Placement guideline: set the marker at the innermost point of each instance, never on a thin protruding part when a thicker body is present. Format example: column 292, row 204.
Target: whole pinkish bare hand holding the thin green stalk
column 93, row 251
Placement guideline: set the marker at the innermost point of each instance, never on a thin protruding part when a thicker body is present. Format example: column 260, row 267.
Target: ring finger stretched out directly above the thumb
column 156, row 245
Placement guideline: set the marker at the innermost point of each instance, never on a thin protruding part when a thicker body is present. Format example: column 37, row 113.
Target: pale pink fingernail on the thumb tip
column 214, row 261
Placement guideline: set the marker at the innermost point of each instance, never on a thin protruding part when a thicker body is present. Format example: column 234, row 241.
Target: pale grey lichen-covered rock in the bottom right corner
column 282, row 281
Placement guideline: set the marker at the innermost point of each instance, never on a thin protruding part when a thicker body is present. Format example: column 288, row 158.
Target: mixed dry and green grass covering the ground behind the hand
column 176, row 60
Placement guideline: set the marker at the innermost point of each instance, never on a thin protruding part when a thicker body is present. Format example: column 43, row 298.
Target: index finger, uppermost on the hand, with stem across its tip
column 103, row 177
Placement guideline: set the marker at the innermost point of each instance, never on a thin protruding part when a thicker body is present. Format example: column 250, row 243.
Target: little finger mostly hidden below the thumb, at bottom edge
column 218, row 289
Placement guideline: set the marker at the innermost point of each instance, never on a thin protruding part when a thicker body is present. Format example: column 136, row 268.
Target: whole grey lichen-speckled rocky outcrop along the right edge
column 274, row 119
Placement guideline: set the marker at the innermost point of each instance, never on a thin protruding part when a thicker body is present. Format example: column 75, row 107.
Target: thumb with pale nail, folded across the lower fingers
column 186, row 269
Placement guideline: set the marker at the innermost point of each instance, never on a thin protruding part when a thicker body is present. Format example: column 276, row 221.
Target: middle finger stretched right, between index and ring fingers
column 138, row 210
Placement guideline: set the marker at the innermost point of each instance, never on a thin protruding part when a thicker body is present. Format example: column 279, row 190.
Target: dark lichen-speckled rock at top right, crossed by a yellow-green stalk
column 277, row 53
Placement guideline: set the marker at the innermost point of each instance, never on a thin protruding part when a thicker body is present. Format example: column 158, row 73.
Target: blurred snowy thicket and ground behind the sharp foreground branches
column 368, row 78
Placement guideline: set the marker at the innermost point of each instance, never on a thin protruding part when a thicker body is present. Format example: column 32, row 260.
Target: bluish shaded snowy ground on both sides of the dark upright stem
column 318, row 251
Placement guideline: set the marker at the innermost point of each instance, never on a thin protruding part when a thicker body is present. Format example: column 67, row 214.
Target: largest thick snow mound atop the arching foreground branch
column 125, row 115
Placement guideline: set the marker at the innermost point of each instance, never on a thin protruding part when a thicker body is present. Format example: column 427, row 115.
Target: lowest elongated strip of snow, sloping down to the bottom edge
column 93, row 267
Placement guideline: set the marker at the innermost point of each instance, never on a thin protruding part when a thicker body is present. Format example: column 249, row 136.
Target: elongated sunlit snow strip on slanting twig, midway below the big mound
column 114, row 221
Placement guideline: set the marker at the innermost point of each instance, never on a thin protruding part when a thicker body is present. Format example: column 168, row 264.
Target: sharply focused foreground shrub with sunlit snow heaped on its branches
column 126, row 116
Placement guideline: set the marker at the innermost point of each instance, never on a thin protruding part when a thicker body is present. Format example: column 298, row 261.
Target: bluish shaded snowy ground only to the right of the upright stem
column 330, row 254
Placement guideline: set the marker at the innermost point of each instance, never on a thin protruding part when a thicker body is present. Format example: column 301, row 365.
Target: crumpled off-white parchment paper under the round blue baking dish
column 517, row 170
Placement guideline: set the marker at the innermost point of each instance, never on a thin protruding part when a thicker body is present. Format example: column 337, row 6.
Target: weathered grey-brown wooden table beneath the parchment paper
# # # # #
Your assignment:
All records above must be returned exactly as they appear.

Solution to this task:
Placement guideline: set the marker at the innermost point of each instance, never on a thin protruding part when a thicker body is present. Format example: column 292, row 204.
Target: whole pinkish bare hand holding the thin green stalk
column 93, row 251
Placement guideline: set the marker at the innermost point of each instance, never on a thin protruding part when a thicker body is present. Format example: column 260, row 267.
Target: ring finger stretched out directly above the thumb
column 156, row 245
Placement guideline: set the marker at the innermost point of each instance, never on a thin protruding part when a thicker body is present. Format example: column 37, row 113.
Target: pale pink fingernail on the thumb tip
column 214, row 261
Placement guideline: set the marker at the innermost point of each instance, never on a thin protruding part when a thicker body is present. Format example: column 234, row 241.
Target: pale grey lichen-covered rock in the bottom right corner
column 282, row 281
Placement guideline: set the marker at the innermost point of each instance, never on a thin protruding part when a thicker body is present. Format example: column 288, row 158.
Target: mixed dry and green grass covering the ground behind the hand
column 176, row 60
Placement guideline: set the marker at the innermost point of each instance, never on a thin protruding part when a thicker body is present. Format example: column 43, row 298.
Target: index finger, uppermost on the hand, with stem across its tip
column 103, row 177
Placement guideline: set the marker at the innermost point of each instance, never on a thin protruding part when a thicker body is present. Format example: column 250, row 243.
Target: little finger mostly hidden below the thumb, at bottom edge
column 218, row 289
Placement guideline: set the marker at the innermost point of each instance, never on a thin protruding part when a thicker body is present. Format example: column 136, row 268.
Target: whole grey lichen-speckled rocky outcrop along the right edge
column 274, row 119
Placement guideline: set the marker at the innermost point of each instance, never on a thin protruding part when a thicker body is present. Format example: column 75, row 107.
Target: thumb with pale nail, folded across the lower fingers
column 186, row 269
Placement guideline: set the marker at the innermost point of each instance, never on a thin protruding part when a thicker body is present. Format example: column 276, row 221.
Target: middle finger stretched right, between index and ring fingers
column 138, row 210
Placement guideline: set the marker at the innermost point of each instance, never on a thin protruding part when a thicker body is present. Format example: column 279, row 190.
Target: dark lichen-speckled rock at top right, crossed by a yellow-green stalk
column 277, row 53
Placement guideline: set the marker at the innermost point of each instance, never on a thin protruding part when a thicker body is present. Format example: column 158, row 73.
Target: blurred snowy thicket and ground behind the sharp foreground branches
column 368, row 78
Placement guideline: set the marker at the innermost point of each instance, never on a thin protruding part when a thicker body is present. Format example: column 32, row 260.
Target: bluish shaded snowy ground on both sides of the dark upright stem
column 318, row 251
Placement guideline: set the marker at the innermost point of each instance, never on a thin protruding part when a thicker body is present. Format example: column 67, row 214.
Target: largest thick snow mound atop the arching foreground branch
column 125, row 115
Placement guideline: set the marker at the innermost point of each instance, never on a thin protruding part when a thicker body is present. Format example: column 427, row 115.
Target: lowest elongated strip of snow, sloping down to the bottom edge
column 93, row 267
Placement guideline: set the marker at the innermost point of each instance, never on a thin protruding part when a thicker body is present. Format example: column 249, row 136.
Target: elongated sunlit snow strip on slanting twig, midway below the big mound
column 114, row 221
Placement guideline: set the marker at the innermost point of each instance, never on a thin protruding part when a thicker body is present. Format example: column 168, row 264.
Target: sharply focused foreground shrub with sunlit snow heaped on its branches
column 126, row 116
Placement guideline: set the marker at the innermost point of each instance, never on a thin protruding part when a thicker body is present. Format example: column 298, row 261.
Target: bluish shaded snowy ground only to the right of the upright stem
column 330, row 254
Placement guideline: set the marker at the innermost point of each instance, never on a thin protruding part when a thicker body is present. Format example: column 301, row 365.
Target: crumpled off-white parchment paper under the round blue baking dish
column 517, row 170
Placement guideline: set the marker at the innermost point of each instance, never on a thin protruding part when a thicker body is present. Format example: column 337, row 6.
Target: weathered grey-brown wooden table beneath the parchment paper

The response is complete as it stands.